§ **SHORT PROBLEM 1**
Reproduce the passage on ITV Tyne Tees & Border between "ITV Tyne Tees & Border is" and "studios and presenters.", inclusive.

[Begin READING PASSAGE]

ITV Tyne Tees & Border
- Type: Region of a television network
- Branding: ITV1
- Country: England and Scotland
- First air date: 25 February 2009; 16 years ago
- Headquarters: Gateshead
- Area: Tyne Tees County Durham; Northumberland; North Yorkshire (North); Tyne and Wear; Border Cumbria (excluding Furness); Dumfries and Galloway; Scottish Borders;
- Owner: ITV plc
- Dissolved: 15 September 2013 (as merged region; shared production continues)
- Affiliation: ITV
- Official website: ITV Tyne Tees; ITV Border;
- Replaced: ITV Tyne Tees; ITV Border;
- Replaced by: ITV Tyne Tees; ITV Border; (shared production from Gateshead continues);

= ITV Tyne Tees & Border =

British regional television producer

ITV Tyne Tees & Border is the producer of regional programming for the ITV Tyne Tees and ITV Border franchises. Between 2009 and 2013, the two regions were merged into a single region (although still with two franchises). Since 2013, each region receives its own regional service, but both services use the same studios and presenters.

==Overview==
The news service transmits to a vast area – northern and central Cumbria, County Durham, Dumfries and Galloway, Northumberland, North Yorkshire, the Scottish Borders and Tyne and Wear.

[End READING PASSAGE]

§ **SHORT PROBLEM 2**
Write out the rows below from their first line through the line holding "xmin=0 ymin=120 xmax=300 ymax=450", inclusive. Leave the pictures out.

[Begin RECORDED DATA]

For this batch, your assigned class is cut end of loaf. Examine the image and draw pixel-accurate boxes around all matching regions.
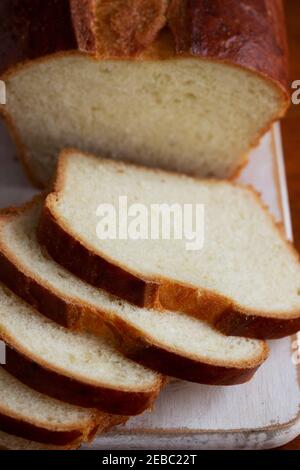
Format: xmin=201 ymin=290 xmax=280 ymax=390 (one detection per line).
xmin=5 ymin=53 xmax=286 ymax=185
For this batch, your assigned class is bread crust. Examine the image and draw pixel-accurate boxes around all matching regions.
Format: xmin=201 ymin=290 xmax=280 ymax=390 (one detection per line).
xmin=168 ymin=0 xmax=288 ymax=90
xmin=0 ymin=196 xmax=268 ymax=385
xmin=0 ymin=0 xmax=290 ymax=188
xmin=0 ymin=378 xmax=127 ymax=448
xmin=38 ymin=149 xmax=300 ymax=339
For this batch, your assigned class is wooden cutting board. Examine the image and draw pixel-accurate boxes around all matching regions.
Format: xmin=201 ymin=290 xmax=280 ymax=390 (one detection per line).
xmin=0 ymin=120 xmax=300 ymax=450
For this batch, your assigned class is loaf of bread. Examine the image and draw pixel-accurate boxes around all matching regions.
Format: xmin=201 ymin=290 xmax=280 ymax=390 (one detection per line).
xmin=0 ymin=197 xmax=268 ymax=385
xmin=39 ymin=150 xmax=300 ymax=339
xmin=0 ymin=0 xmax=289 ymax=186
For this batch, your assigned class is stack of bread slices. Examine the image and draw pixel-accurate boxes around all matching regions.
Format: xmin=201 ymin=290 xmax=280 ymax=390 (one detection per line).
xmin=0 ymin=150 xmax=300 ymax=449
xmin=0 ymin=0 xmax=300 ymax=450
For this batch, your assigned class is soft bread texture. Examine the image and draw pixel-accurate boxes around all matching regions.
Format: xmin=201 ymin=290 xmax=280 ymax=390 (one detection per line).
xmin=39 ymin=150 xmax=300 ymax=338
xmin=0 ymin=198 xmax=267 ymax=385
xmin=70 ymin=0 xmax=169 ymax=58
xmin=0 ymin=367 xmax=109 ymax=448
xmin=0 ymin=286 xmax=162 ymax=416
xmin=0 ymin=0 xmax=289 ymax=186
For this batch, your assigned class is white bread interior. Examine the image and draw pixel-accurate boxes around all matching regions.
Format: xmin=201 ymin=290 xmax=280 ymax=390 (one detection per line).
xmin=4 ymin=53 xmax=286 ymax=185
xmin=48 ymin=151 xmax=300 ymax=318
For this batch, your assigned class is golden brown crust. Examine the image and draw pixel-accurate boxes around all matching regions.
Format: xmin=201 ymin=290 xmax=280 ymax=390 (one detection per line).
xmin=70 ymin=0 xmax=168 ymax=59
xmin=107 ymin=312 xmax=269 ymax=385
xmin=0 ymin=0 xmax=77 ymax=73
xmin=0 ymin=338 xmax=163 ymax=416
xmin=38 ymin=150 xmax=300 ymax=339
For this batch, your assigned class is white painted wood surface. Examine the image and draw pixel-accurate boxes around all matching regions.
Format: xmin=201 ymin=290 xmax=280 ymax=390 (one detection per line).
xmin=0 ymin=125 xmax=300 ymax=450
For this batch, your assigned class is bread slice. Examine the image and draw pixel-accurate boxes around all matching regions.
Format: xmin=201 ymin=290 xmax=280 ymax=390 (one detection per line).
xmin=0 ymin=280 xmax=163 ymax=416
xmin=39 ymin=150 xmax=300 ymax=338
xmin=0 ymin=431 xmax=78 ymax=451
xmin=0 ymin=367 xmax=115 ymax=448
xmin=0 ymin=197 xmax=267 ymax=385
xmin=0 ymin=0 xmax=290 ymax=186
xmin=70 ymin=0 xmax=169 ymax=58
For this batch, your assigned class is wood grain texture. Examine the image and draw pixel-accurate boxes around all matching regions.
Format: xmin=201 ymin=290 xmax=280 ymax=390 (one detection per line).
xmin=282 ymin=0 xmax=300 ymax=450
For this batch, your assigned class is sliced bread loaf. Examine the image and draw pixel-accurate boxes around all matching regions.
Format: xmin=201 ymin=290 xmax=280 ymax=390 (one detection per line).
xmin=0 ymin=286 xmax=163 ymax=416
xmin=0 ymin=198 xmax=267 ymax=385
xmin=39 ymin=150 xmax=300 ymax=338
xmin=0 ymin=0 xmax=289 ymax=186
xmin=0 ymin=367 xmax=115 ymax=448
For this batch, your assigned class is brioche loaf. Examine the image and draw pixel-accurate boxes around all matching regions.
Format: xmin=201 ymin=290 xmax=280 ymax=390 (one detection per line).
xmin=0 ymin=0 xmax=289 ymax=186
xmin=39 ymin=150 xmax=300 ymax=338
xmin=0 ymin=198 xmax=267 ymax=385
xmin=0 ymin=280 xmax=163 ymax=416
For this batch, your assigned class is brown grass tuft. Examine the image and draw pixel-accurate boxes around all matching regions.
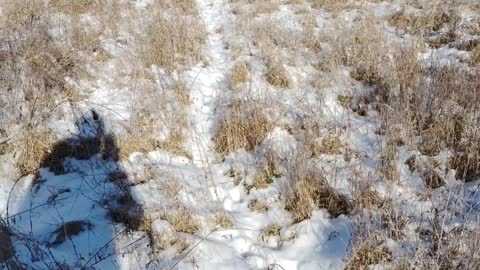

[End RECORDED DATA]

§ **RESPONSE 1**
ITV Tyne Tees & Border is the producer of regional programming for the ITV Tyne Tees and ITV Border franchises. Between 2009 and 2013, the two regions were merged into a single region (although still with two franchises). Since 2013, each region receives its own regional service, but both services use the same studios and presenters.

§ **RESPONSE 2**
For this batch, your assigned class is cut end of loaf. Examine the image and draw pixel-accurate boxes around all matching regions.
Format: xmin=201 ymin=290 xmax=280 ymax=390 (one detection per line).
xmin=5 ymin=53 xmax=286 ymax=185
For this batch, your assigned class is bread crust. Examine the image and draw pixel-accurate boxes around all matching regions.
Format: xmin=201 ymin=290 xmax=280 ymax=390 (one detection per line).
xmin=168 ymin=0 xmax=288 ymax=90
xmin=0 ymin=196 xmax=268 ymax=385
xmin=0 ymin=0 xmax=290 ymax=188
xmin=0 ymin=378 xmax=127 ymax=448
xmin=38 ymin=149 xmax=300 ymax=339
For this batch, your assigned class is wooden cutting board. Examine the image and draw pixel-accurate boxes around all matching regions.
Format: xmin=201 ymin=290 xmax=280 ymax=390 (one detection per line).
xmin=0 ymin=120 xmax=300 ymax=450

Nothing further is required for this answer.